Show each line of the listing below that contains the string "path".

──────── DATA SUPPLIED ────────

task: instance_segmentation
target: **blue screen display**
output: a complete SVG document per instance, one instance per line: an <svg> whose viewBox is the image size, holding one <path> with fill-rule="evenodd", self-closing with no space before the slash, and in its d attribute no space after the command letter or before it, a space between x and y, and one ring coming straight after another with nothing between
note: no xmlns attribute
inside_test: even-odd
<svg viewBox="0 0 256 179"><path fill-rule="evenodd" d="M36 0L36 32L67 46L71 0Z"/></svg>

────────

COMPLETE ANSWER:
output: a complete SVG document per instance, one instance per line: an <svg> whose viewBox is the image size, holding one <path> with fill-rule="evenodd", self-closing with no space before the slash, and in its d attribute no space after the command letter or before it, a space between x and y, and one ring coming straight after another with nothing between
<svg viewBox="0 0 256 179"><path fill-rule="evenodd" d="M36 0L36 32L67 46L71 0Z"/></svg>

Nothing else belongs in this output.